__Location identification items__
== == ==

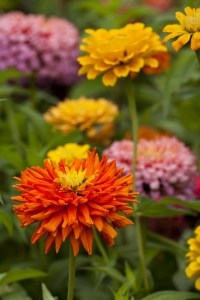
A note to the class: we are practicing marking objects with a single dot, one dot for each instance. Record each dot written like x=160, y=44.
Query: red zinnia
x=69, y=200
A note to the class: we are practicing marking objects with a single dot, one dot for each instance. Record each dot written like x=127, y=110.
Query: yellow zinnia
x=188, y=29
x=193, y=268
x=68, y=152
x=120, y=52
x=93, y=116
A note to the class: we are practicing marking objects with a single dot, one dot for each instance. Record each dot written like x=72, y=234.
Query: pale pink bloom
x=49, y=47
x=165, y=166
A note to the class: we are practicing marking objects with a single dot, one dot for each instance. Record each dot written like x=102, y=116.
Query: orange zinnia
x=69, y=200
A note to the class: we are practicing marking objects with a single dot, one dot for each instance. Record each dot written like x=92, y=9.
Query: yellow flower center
x=192, y=23
x=73, y=179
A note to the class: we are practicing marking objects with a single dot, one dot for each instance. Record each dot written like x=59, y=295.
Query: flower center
x=192, y=23
x=73, y=180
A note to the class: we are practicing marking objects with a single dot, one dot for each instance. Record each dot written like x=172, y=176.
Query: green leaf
x=6, y=220
x=14, y=291
x=163, y=208
x=12, y=155
x=46, y=294
x=169, y=295
x=181, y=69
x=20, y=274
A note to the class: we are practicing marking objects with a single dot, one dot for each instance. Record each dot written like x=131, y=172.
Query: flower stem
x=71, y=280
x=134, y=123
x=12, y=122
x=198, y=56
x=100, y=246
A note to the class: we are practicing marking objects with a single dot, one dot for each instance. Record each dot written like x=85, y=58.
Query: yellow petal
x=181, y=41
x=92, y=74
x=171, y=36
x=121, y=71
x=151, y=62
x=180, y=17
x=109, y=78
x=189, y=11
x=173, y=28
x=195, y=41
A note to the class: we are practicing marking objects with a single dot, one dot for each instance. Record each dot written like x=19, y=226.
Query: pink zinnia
x=196, y=181
x=33, y=43
x=165, y=166
x=160, y=5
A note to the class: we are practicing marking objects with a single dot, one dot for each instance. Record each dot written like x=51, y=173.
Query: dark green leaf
x=20, y=274
x=46, y=294
x=169, y=295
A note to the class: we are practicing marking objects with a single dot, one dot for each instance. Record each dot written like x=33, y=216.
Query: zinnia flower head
x=69, y=152
x=193, y=269
x=160, y=5
x=69, y=200
x=120, y=52
x=48, y=47
x=188, y=29
x=93, y=116
x=164, y=166
x=148, y=133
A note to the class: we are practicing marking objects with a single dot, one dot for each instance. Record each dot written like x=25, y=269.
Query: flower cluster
x=148, y=133
x=33, y=43
x=160, y=5
x=69, y=200
x=193, y=268
x=68, y=152
x=165, y=166
x=187, y=30
x=93, y=116
x=121, y=52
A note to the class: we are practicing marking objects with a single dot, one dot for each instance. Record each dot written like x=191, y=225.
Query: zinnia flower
x=95, y=117
x=120, y=52
x=69, y=200
x=68, y=152
x=187, y=30
x=148, y=133
x=193, y=269
x=160, y=5
x=164, y=166
x=48, y=47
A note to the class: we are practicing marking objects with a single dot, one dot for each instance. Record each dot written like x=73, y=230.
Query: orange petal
x=53, y=222
x=58, y=241
x=87, y=239
x=98, y=223
x=75, y=244
x=49, y=242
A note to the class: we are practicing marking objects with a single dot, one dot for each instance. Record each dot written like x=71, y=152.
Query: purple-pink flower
x=165, y=166
x=33, y=43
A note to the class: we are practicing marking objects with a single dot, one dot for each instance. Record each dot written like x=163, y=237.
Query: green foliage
x=169, y=101
x=20, y=274
x=175, y=295
x=46, y=294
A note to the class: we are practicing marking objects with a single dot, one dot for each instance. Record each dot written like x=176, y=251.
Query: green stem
x=12, y=122
x=71, y=280
x=134, y=123
x=198, y=56
x=100, y=246
x=166, y=241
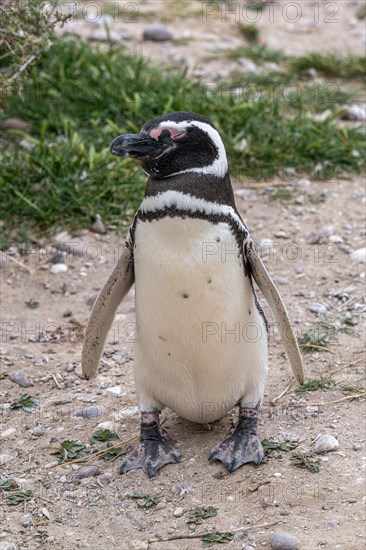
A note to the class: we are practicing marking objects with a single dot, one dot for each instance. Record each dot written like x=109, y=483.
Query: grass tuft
x=77, y=98
x=323, y=383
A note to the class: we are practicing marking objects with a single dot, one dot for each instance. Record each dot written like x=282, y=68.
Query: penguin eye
x=167, y=131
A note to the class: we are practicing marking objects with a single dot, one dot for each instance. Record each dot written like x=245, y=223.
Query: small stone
x=181, y=488
x=304, y=184
x=98, y=226
x=58, y=257
x=157, y=33
x=319, y=309
x=354, y=112
x=284, y=541
x=326, y=230
x=332, y=524
x=325, y=444
x=58, y=268
x=8, y=432
x=26, y=520
x=359, y=255
x=19, y=378
x=336, y=239
x=139, y=545
x=89, y=412
x=114, y=390
x=87, y=471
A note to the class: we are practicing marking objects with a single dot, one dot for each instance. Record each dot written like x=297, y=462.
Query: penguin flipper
x=104, y=309
x=271, y=294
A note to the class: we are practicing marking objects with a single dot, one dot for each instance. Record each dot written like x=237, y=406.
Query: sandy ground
x=310, y=262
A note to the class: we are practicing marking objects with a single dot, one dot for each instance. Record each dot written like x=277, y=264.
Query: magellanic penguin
x=202, y=335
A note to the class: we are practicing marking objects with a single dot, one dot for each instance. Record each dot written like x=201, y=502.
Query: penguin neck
x=211, y=188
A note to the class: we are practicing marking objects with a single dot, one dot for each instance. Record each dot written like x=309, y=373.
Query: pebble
x=89, y=412
x=326, y=230
x=354, y=112
x=335, y=239
x=319, y=309
x=139, y=545
x=115, y=390
x=178, y=512
x=359, y=255
x=19, y=378
x=87, y=471
x=284, y=541
x=157, y=33
x=26, y=520
x=58, y=257
x=98, y=226
x=325, y=444
x=8, y=432
x=332, y=523
x=303, y=184
x=58, y=268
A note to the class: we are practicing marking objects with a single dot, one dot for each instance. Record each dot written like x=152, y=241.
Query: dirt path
x=310, y=259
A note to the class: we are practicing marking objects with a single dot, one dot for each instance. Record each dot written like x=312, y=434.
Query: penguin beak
x=140, y=146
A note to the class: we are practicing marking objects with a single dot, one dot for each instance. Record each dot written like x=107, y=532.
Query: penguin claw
x=150, y=456
x=238, y=449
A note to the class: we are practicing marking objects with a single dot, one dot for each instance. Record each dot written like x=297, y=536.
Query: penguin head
x=175, y=143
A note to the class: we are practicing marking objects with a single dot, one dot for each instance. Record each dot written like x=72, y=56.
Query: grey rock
x=326, y=443
x=58, y=268
x=87, y=471
x=89, y=412
x=26, y=520
x=333, y=523
x=58, y=257
x=359, y=255
x=178, y=512
x=319, y=309
x=284, y=541
x=20, y=378
x=157, y=33
x=326, y=230
x=98, y=226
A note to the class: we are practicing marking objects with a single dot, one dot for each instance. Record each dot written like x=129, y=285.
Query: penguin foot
x=153, y=451
x=243, y=445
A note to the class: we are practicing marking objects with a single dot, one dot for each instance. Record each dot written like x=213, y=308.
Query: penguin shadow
x=195, y=441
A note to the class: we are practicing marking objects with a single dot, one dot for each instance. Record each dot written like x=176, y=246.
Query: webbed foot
x=243, y=445
x=153, y=450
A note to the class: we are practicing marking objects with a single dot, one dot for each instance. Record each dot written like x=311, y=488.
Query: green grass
x=323, y=383
x=77, y=98
x=249, y=32
x=329, y=64
x=258, y=53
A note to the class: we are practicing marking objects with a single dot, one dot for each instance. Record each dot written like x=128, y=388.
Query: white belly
x=202, y=344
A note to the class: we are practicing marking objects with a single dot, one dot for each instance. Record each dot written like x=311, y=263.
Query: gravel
x=284, y=541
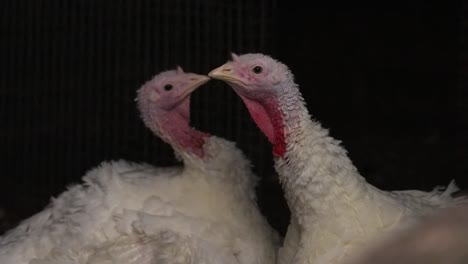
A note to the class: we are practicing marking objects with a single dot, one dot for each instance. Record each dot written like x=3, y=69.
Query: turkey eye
x=257, y=69
x=168, y=87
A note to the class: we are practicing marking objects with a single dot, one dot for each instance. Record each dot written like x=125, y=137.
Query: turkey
x=124, y=212
x=334, y=211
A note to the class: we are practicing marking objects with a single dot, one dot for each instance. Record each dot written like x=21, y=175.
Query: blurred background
x=389, y=81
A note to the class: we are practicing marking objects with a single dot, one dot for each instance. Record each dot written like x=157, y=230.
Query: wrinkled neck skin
x=173, y=127
x=315, y=172
x=200, y=152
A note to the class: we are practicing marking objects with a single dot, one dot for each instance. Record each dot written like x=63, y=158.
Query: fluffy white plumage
x=203, y=212
x=335, y=213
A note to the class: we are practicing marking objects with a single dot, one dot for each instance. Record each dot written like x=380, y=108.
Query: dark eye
x=257, y=69
x=168, y=87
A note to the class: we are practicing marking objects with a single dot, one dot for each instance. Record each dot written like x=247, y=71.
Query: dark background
x=389, y=81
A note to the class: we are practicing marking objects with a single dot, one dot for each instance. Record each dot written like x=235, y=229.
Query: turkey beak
x=226, y=73
x=195, y=81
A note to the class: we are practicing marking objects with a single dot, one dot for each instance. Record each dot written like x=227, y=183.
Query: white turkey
x=202, y=212
x=334, y=211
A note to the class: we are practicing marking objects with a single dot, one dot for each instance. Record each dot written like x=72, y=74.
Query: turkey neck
x=315, y=172
x=174, y=128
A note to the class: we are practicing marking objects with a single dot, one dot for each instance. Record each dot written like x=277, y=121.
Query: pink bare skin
x=261, y=102
x=164, y=102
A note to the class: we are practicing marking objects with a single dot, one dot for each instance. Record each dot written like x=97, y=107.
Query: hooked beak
x=226, y=73
x=196, y=81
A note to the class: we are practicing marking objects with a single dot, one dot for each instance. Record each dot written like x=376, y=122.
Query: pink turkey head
x=259, y=80
x=164, y=104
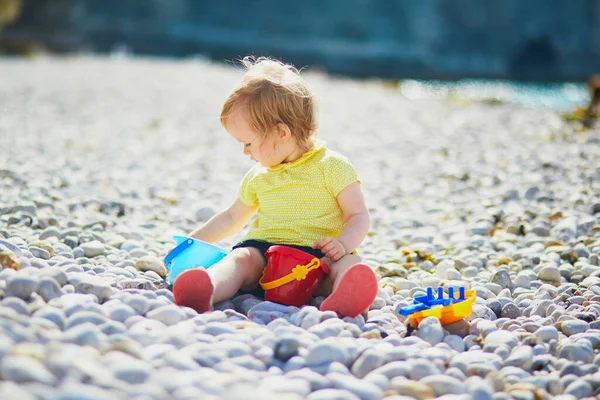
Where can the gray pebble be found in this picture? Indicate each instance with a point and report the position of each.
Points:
(54, 314)
(444, 384)
(92, 249)
(521, 357)
(49, 289)
(22, 369)
(579, 388)
(40, 253)
(367, 362)
(332, 394)
(364, 390)
(139, 303)
(510, 310)
(420, 368)
(574, 326)
(168, 314)
(576, 352)
(326, 352)
(15, 303)
(430, 330)
(132, 371)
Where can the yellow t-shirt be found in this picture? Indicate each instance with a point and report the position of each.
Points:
(297, 201)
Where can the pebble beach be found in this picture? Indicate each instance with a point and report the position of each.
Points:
(104, 159)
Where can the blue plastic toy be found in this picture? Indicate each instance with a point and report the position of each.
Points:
(447, 309)
(191, 253)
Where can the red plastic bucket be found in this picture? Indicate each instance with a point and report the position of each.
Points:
(291, 275)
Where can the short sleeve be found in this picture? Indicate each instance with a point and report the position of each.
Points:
(247, 191)
(339, 173)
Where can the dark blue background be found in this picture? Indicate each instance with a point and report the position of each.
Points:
(543, 40)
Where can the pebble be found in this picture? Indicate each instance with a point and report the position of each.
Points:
(574, 326)
(22, 369)
(444, 384)
(84, 311)
(21, 286)
(92, 249)
(430, 330)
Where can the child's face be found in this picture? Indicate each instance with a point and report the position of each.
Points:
(269, 152)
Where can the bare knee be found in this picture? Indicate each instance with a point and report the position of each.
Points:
(248, 264)
(342, 265)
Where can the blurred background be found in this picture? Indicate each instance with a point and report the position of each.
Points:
(434, 42)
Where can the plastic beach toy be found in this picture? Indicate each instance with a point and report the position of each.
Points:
(291, 275)
(447, 309)
(191, 253)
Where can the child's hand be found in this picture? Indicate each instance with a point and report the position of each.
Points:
(331, 247)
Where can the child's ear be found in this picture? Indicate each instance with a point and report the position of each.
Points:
(283, 131)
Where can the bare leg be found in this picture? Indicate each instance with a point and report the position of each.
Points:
(200, 288)
(242, 268)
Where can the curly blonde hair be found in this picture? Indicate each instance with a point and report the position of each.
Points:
(272, 93)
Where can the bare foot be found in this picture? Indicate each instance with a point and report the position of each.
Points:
(354, 294)
(193, 289)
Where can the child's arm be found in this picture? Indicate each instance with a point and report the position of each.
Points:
(356, 216)
(225, 223)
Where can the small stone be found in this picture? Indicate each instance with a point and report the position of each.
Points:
(326, 352)
(49, 289)
(168, 314)
(286, 347)
(121, 312)
(502, 278)
(580, 389)
(510, 310)
(521, 357)
(444, 384)
(40, 253)
(500, 338)
(8, 259)
(22, 369)
(574, 326)
(361, 388)
(132, 371)
(151, 263)
(89, 284)
(576, 352)
(92, 248)
(547, 333)
(21, 286)
(332, 394)
(549, 273)
(430, 330)
(54, 314)
(367, 362)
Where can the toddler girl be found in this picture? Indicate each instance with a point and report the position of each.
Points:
(306, 196)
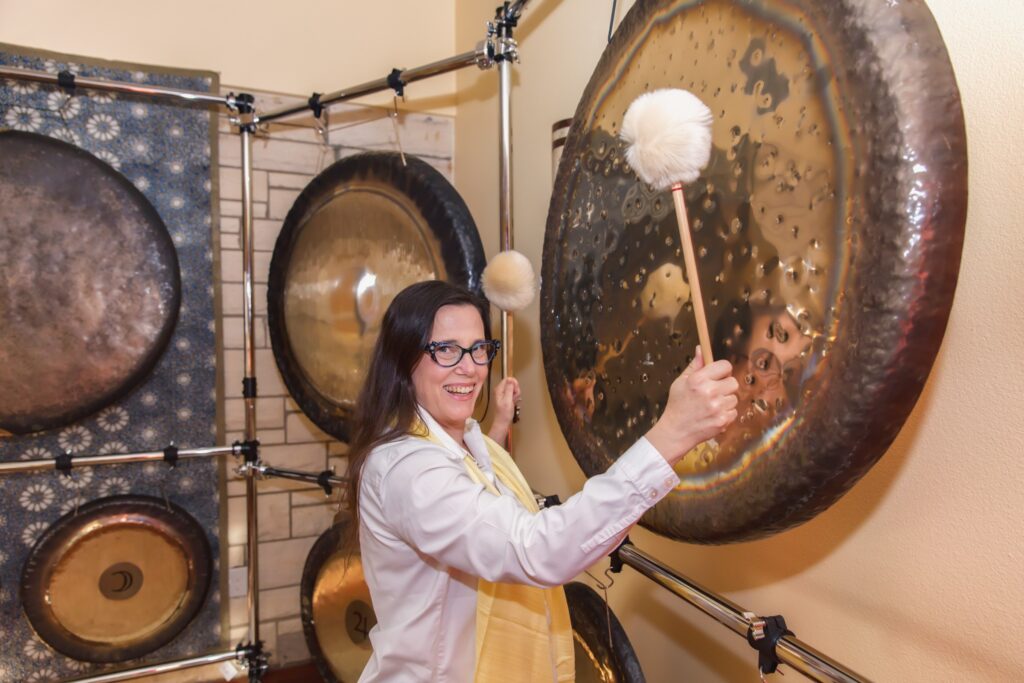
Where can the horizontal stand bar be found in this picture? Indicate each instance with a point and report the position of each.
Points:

== == ==

__Stated task__
Output the items from the line containing "like x=125, y=137." through the line containing "x=335, y=213" as a two-column CSV with the headers "request" and "answer". Give one row per item, with each value in a single quoted field and every line break replaced by a space.

__Answer below__
request,answer
"A note to the class: we are practicing marking objects with a single dot, one dot for each instance. Record each dot written like x=125, y=137. Query: turkey","x=124, y=212 x=334, y=211"
"A note to the class: we are practicing marking objects with a single dot, one dot for each instance. Record each dot written like x=21, y=175. Query: blurred background","x=389, y=81"
"A note to the class: we are practicing marking objects with a single dot, one dot for each instance. Record each dot written like x=157, y=230. Query: wrinkled neck skin","x=173, y=127 x=315, y=172 x=200, y=152"
"A note to the class: we are practicing marking objects with a single dot, one dot for each instance. Record each dot written like x=63, y=158. Query: fluffy white plumage","x=203, y=212 x=335, y=213"